BEGIN Passage provided

Called a win-win for both sides of the political spectrum, a bipartisan debt deal was reached by congress and President Obama, hours before a Tuesday deadline that would trigger U.S. default for the first time ever. All in all the agreement would put domestic spending at a level so nominal, it has not been reached since Dwight D. Eisenhower was president during the 1950s.
The debt crisis has been adverted with an authorization by the President to raise the debt limit by $2.1 Trillion. It will erase any further increases until 2013.
The deal comes with the price of huge spending cuts that will most likely touch a majority of divisions equally divided between defense and non-defense spending.A deficit reduction that would amount to nearly $1 Trillion ($900 Billion) in discretionary spending caps is guaranteed over 10 years.
A Bipartisan committee will have until November 23, 2011 to present legislation that will get fast-track protection, this is in addition to finding $1.5 Trillion in additional cuts.
But if congress fails to act by 2013, an enforcement mechanism would take place where $1.2 Trillion in spending cuts would occur through 2021; Medicaid, Social Security and Medicare benefits would be exempted. There would be caps on Medicare cuts, any cuts would be limited to providers.
The President also has veto power to end any extension of the Bush high income tax cuts to the wealthy, raising nearly $1 Trillion via that route.
The spending cuts could be hard felt by the Washington metropolitan area no matter which outcome becomes reality; it is particularly worrisome for defense spending that still resides as a significant percentage of the D.C. area economy via defense contractors involved in industries from information technology to aeronautics.
House prices in the area bucked the trend of deep price declines, common place in cities like Miami and Los Angeles, because of the perception of a consistent and strong job market in the area. The talk of deficit reduction alone and now knowing the end of spending increases is on the way could trigger a negative outlook for a region that is known as the strongest and most resilient economy in the nation.

END Passage provided
BEGIN Data supplied

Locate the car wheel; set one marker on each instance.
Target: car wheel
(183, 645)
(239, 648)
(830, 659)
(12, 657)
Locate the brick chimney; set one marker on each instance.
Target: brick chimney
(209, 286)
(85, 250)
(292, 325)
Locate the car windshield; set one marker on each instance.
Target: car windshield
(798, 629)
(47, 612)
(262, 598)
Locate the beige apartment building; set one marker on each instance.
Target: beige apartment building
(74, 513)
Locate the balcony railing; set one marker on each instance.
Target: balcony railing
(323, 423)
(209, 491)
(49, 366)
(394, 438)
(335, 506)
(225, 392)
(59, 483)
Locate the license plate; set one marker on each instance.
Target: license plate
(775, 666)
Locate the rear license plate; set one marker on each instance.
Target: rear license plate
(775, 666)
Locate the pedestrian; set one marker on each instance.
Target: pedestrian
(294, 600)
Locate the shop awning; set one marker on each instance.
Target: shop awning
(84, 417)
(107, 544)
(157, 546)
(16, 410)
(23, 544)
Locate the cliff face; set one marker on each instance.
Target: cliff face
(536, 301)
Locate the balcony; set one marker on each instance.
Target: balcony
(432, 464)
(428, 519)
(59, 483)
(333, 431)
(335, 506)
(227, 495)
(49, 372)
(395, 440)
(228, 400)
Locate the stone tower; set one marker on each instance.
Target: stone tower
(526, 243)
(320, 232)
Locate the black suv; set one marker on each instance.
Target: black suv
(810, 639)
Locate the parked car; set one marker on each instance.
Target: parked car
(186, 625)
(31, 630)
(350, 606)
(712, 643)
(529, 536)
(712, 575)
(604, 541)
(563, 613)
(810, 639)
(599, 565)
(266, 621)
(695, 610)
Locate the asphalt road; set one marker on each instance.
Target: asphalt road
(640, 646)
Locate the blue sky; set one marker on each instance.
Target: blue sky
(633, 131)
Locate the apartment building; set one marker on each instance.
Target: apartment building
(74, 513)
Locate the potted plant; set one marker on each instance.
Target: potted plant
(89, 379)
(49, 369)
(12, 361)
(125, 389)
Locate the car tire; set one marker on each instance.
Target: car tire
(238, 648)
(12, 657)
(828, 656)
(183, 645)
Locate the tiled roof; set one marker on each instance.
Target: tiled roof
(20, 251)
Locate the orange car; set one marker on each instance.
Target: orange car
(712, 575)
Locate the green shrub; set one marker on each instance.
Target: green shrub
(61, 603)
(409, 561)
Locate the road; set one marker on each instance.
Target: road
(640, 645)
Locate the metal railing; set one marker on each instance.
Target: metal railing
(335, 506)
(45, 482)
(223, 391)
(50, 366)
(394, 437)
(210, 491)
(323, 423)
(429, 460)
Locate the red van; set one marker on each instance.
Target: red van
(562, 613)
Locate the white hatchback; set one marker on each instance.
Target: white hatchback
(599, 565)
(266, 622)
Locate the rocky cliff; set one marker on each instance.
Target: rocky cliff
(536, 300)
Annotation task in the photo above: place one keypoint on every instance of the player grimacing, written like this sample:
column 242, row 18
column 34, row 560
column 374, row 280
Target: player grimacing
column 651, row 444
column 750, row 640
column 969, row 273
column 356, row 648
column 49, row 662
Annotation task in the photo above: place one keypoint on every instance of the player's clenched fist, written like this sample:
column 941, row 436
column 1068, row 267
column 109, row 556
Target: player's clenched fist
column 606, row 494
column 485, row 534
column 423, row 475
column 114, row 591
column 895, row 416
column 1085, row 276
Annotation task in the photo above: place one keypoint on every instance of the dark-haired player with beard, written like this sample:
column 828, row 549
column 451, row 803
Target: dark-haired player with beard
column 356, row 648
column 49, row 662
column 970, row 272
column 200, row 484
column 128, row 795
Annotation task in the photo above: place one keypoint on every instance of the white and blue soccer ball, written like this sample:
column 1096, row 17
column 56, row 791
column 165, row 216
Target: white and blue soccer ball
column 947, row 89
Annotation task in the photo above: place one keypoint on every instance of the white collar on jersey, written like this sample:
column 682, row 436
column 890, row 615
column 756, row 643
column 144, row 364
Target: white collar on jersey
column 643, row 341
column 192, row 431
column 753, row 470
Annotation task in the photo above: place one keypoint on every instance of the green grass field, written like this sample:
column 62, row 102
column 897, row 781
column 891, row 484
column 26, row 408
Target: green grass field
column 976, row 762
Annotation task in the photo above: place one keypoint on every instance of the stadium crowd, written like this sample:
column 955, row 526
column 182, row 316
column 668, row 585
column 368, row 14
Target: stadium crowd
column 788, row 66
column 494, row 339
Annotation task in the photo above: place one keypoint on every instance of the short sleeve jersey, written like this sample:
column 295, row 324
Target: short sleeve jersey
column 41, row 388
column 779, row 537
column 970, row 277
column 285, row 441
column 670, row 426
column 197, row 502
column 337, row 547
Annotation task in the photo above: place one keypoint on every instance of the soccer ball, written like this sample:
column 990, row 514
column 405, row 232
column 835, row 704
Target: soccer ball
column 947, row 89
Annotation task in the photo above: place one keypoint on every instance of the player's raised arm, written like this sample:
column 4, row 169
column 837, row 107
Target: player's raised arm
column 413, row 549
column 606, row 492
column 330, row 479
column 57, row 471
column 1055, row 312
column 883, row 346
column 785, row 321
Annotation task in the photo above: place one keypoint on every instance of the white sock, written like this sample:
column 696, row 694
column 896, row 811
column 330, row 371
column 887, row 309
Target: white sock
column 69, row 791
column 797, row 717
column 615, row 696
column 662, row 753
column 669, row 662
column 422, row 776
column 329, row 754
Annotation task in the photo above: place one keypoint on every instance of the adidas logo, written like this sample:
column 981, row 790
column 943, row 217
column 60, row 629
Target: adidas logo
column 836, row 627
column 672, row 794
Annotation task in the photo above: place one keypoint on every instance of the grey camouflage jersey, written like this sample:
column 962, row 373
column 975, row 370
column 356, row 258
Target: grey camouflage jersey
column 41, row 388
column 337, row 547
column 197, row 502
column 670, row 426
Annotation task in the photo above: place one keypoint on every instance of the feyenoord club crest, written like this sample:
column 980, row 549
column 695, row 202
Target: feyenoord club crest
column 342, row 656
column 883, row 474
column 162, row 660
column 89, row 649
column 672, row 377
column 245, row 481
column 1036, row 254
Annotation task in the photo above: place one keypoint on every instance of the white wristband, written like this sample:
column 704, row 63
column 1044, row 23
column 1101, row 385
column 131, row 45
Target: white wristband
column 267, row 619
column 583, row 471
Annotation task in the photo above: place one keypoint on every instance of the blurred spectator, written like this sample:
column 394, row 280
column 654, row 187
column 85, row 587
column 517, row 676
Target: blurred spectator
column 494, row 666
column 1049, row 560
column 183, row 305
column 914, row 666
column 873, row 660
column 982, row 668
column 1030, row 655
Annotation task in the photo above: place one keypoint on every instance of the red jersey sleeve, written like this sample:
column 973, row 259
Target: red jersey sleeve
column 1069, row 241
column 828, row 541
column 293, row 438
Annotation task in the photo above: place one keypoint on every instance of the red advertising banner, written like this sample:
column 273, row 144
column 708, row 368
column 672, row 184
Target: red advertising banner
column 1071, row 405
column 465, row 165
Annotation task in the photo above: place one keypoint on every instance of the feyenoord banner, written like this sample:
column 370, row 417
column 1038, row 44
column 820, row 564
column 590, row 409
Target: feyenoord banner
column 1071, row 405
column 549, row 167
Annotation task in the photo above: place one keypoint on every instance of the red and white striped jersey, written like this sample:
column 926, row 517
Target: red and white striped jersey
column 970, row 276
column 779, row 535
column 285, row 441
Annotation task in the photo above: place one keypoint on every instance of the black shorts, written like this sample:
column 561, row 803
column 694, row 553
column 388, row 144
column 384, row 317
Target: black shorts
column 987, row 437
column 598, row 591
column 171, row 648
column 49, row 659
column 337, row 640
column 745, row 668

END Data supplied

Assignment A:
Reproduce the part of the debt deal article above starting with "But if congress" and going on through "via that route.".
Assignment B:
Answer these questions using the debt deal article above:
(i) By how much did the President authorize raising the debt limit?
(ii) By what date does the bipartisan committee have to present legislation?
(iii) Which two cities are named as places where deep house price declines were common?
Assignment C:
Decide whether each statement agrees with the debt deal article above. Answer yes or no and quote the words that decide it.
(i) Medicaid, Social Security and Medicare benefits would be exempted from the enforcement mechanism's cuts.
(ii) The deal was reached several days before the Tuesday deadline.
(iii) House prices in the Washington area fell as deeply as those in other cities.

Task result A:
But if congress fails to act by 2013, an enforcement mechanism would take place where $1.2 Trillion in spending cuts would occur through 2021; Medicaid, Social Security and Medicare benefits would be exempted. There would be caps on Medicare cuts, any cuts would be limited to providers.
The President also has veto power to end any extension of the Bush high income tax cuts to the wealthy, raising nearly $1 Trillion via that route.

Task result B:
(i) $2.1 Trillion
(ii) November 23, 2011
(iii) Miami and Los Angeles

Task result C:
(i) Yes: "Medicaid, Social Security and Medicare benefits would be exempted."
(ii) No: "hours before a Tuesday deadline"
(iii) No: "House prices in the area bucked the trend of deep price declines"